**WHAT THE TASK REQUIRES:** Copy the passage of the news report on the lifting of Covid-19 restrictions, starting at "The association said" and ending at "country’s economic recovery.", and rename "illicit" as "illegal" throughout.

**EXCERPTED PASSAGE:**
┄┄┄┄┄┄┄┄┄┄┄┄┄┄┄┄┄┄┄┄
Federated Hospitality Association of Southern Africa (Fedhasa) welcomed the lifting of Covid-19 restrictions, which it said had hampered normal operations within the hospitality sector and in some sectors, such as larger restaurants and venues, it had made operating for the past months financially unviable.
“We understand the delicate balancing act that the government has had to tread in saving lives and securing livelihoods,” said Fedhasa chairperson Rosemary Anderson.
“However, more than 18 months since restrictions to curb the spread of Covid-19 were first introduced to equip our health services so they could cope with the pandemic, the hospitality sector continues to bear the brunt of curfews, liquor bans and limits on gathering sizes. There are not many businesses which would be able to continue to survive with their operations so severely curtailed.”
What was now needed was assurances that no further restrictions or shutdowns will be implemented, to allow international travellers to book flights and accommodations ahead with ease of mind, said Anderson.
“Confidence in the government’s pathway going forward is vital to the hospitality industry’s recovery.”
The South African Liquor Brandowners Association (Salba) expressed its support for the adjustment to the curfew to 11pm to 4am and an increase in gatherings to 250 people indoors and 500 outdoors as a positive step to support the recovery of bars, restaurants and tavern businesses.
Salba, however, raised concerns over the continued prohibition of off-consumption sales over weekends.
Salba chairperson Sibani Mngadi said: “We have approached the Ministerial Advisory Council and government representatives at Nedlac. None of them have been able to provide any justification for this or some scientific evidence to support the decision.”
The association said the restrictions only further encouraged the illicit alcohol industry and damaged legitimate enterprises in the process, as well as causing damage to the supply chain.
Premier Alan Winde said the adjusted alert level 2 was a welcome first step in the country’s economic recovery.
“This will provide some assistance to the Western Cape’s hospitality sector in particular, which remains an important job creator,” said Winde.
Winde noted concerns over when the National State of Disaster would come to an end.
“The hard truth is that we cannot be in this State of Disaster forever, and we need to have a frank discussion on how we will continue to manage Covid-19 in the future without relying on this extreme instrument.
┄┄┄┄┄┄┄┄┄┄┄┄┄┄┄┄┄┄┄┄
**PROVIDED INFORMATION:**
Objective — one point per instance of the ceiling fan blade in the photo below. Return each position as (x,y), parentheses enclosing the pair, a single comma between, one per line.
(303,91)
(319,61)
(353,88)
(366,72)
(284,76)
┄┄┄┄┄┄┄┄┄┄┄┄┄┄┄┄┄┄┄┄
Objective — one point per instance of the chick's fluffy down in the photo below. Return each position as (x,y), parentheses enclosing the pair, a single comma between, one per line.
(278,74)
┄┄┄┄┄┄┄┄┄┄┄┄┄┄┄┄┄┄┄┄
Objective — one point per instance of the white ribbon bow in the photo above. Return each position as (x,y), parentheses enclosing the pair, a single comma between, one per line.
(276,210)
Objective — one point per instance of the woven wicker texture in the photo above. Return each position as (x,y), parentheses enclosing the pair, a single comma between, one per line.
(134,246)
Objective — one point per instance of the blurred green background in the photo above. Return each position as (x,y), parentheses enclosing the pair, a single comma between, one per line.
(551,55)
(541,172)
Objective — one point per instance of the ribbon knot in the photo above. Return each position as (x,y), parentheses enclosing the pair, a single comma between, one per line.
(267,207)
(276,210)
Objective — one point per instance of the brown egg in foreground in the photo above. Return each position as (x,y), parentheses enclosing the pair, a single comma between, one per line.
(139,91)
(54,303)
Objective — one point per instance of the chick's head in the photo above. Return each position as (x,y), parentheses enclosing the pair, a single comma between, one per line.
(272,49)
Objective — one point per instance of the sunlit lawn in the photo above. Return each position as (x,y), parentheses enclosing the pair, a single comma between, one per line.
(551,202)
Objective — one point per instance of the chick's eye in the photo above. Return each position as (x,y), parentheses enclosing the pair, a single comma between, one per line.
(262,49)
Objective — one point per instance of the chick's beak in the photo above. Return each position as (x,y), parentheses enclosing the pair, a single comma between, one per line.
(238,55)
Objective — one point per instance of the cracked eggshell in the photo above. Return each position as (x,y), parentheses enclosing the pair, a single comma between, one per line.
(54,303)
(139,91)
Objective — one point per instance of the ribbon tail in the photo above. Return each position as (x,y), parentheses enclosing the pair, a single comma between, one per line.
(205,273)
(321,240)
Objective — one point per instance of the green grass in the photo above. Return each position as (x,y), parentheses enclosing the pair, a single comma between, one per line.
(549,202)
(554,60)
┄┄┄┄┄┄┄┄┄┄┄┄┄┄┄┄┄┄┄┄
**EXERCISE RESULT:**
The association said the restrictions only further encouraged the illegal alcohol industry and damaged legitimate enterprises in the process, as well as causing damage to the supply chain.
Premier Alan Winde said the adjusted alert level 2 was a welcome first step in the country’s economic recovery.